┌─ Trecho escolhido
Há muito não se via tanta discussão sobre política. Entre amigos, parentes, colegas de trabalho, no bar, no futebol, no churrasco de fim de semana nunca se falou tanto em comunismo, nazismo, fascismo, democracia. As rodas de conversa e os aplicativos de bate-papo nas redes sociais se transformaram numa grande sala de aula de filosofia política. Nunca foi tão claro, neste circo chamado sociedade, que necessitamos de quem nos represente, quem nos governe, quem nos mostre caminhos para superarmos as contradições e mazelas.

O Brasil chegou dividido às eleições gerais de 2018. No primeiro turno, o número expressivo de candidatos à presidência da República indicava uma possível fragmentação na intenção de votos. As velhas lideranças políticas (Geraldo Alckmin, Ciro Gomes, Marina Silva, Lula...) vislumbraram um céu de brigadeiro diante do governo mais impopular da história recente do Brasil republicano. Seria fácil, na visão deles, emplacar um discurso convincente contra o governo do presidente Michel Temer, propondo fórmulas milagrosas capazes de tirar o país da crise política e econômica e assim conquistar o eleitor desesperado e incrédulo com a política.

Só que se esqueceram de combinar com os russos. Enquanto PT, MDB, PDT e PSDB discutiam a relação, o pequeno PSL de Jair Bolsonaro deixava de ser uma marolinha para se transformar numa grande e irrefreável onda. Quando os veteranos da política acordaram, Jair Bolsonaro já tinha sido ungido “Mito” pela grande maioria da população brasileira; o novato Romeu Zema humilhava Antonio Anastasia em Minas Gerais; João Doria confirmava sua força em São Paulo e no PSDB; Wilson Witzel surpreendia no Rio de Janeiro, contrariando os prognósticos das pesquisas eleitorais.
└─
┌─ Dados registrados
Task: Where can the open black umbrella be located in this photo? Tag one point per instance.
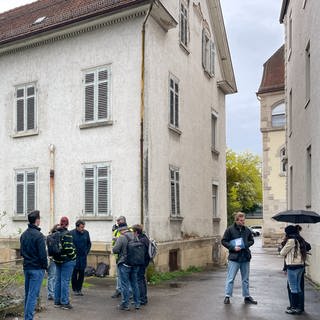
└─
## Tarefa pedida 1
Repita, no texto sobre as eleições de 2018, o pedaço que vai de "O Brasil chegou" até "com a política.".
## Tarefa pedida 2
Dê continuidade ao texto sobre as eleições de 2018, começando logo depois da última frase dele.

## Resposta certa 1
O Brasil chegou dividido às eleições gerais de 2018. No primeiro turno, o número expressivo de candidatos à presidência da República indicava uma possível fragmentação na intenção de votos. As velhas lideranças políticas (Geraldo Alckmin, Ciro Gomes, Marina Silva, Lula...) vislumbraram um céu de brigadeiro diante do governo mais impopular da história recente do Brasil republicano. Seria fácil, na visão deles, emplacar um discurso convincente contra o governo do presidente Michel Temer, propondo fórmulas milagrosas capazes de tirar o país da crise política e econômica e assim conquistar o eleitor desesperado e incrédulo com a política.

## Resposta certa 2
O cenário político brasileiro começava a ser redesenhado. A extrema-direita, alicerçada no discurso pró-segurança e anticorrupção, saiu do armário com a faca entre os dentes, determinada a ganhar as eleições e enterrar a esquerda. Por sua vez, a esquerda insistiu na desgastada e ineficaz retórica do “nós contra eles”, “golpe”, “Lula livre”.

A ida de Jair Bolsonaro e Fernando Haddad para o segundo turno agravou ainda mais a radicalização e a polarização do “nós contra eles”, direita e esquerda, democracia e autoritarismo, petismo e antipetismo. O PT tentou convencer a sociedade dos riscos que Bolsonaro poderia representar para a democracia. Mas foi em vão. O brasileiro ignorou e preferiu dar uma chance ao que, na visão de muitos, pode ser a gênese de uma nova política, com viés conservador, sobretudo na moral e nos costumes. Vai dar certo?

A sensação é de desconfiança. Porém, passado o momento de euforia, é hora de prestar atenção às primeiras movimentações do governo em formação. A tentativa de intimidação à imprensa, vista nas primeiras entrevistas do presidente eleito, é muito grave. Revela o que muitos temem: traços de autoritarismo. Sem uma imprensa livre, uma oposição responsável, cumprindo seu papel de fiscalizar, e os outros poderes (Legislativo e Judiciário) autônomos, não haverá limites para qualquer intenção autoritária.

Contudo, não devemos sofrer com antecedência, partindo da premissa de que o Brasil já vive, novamente, uma ditadura. Isso é exagero. Mas é preciso manter a vigilância para evitar que tal temor se concretize.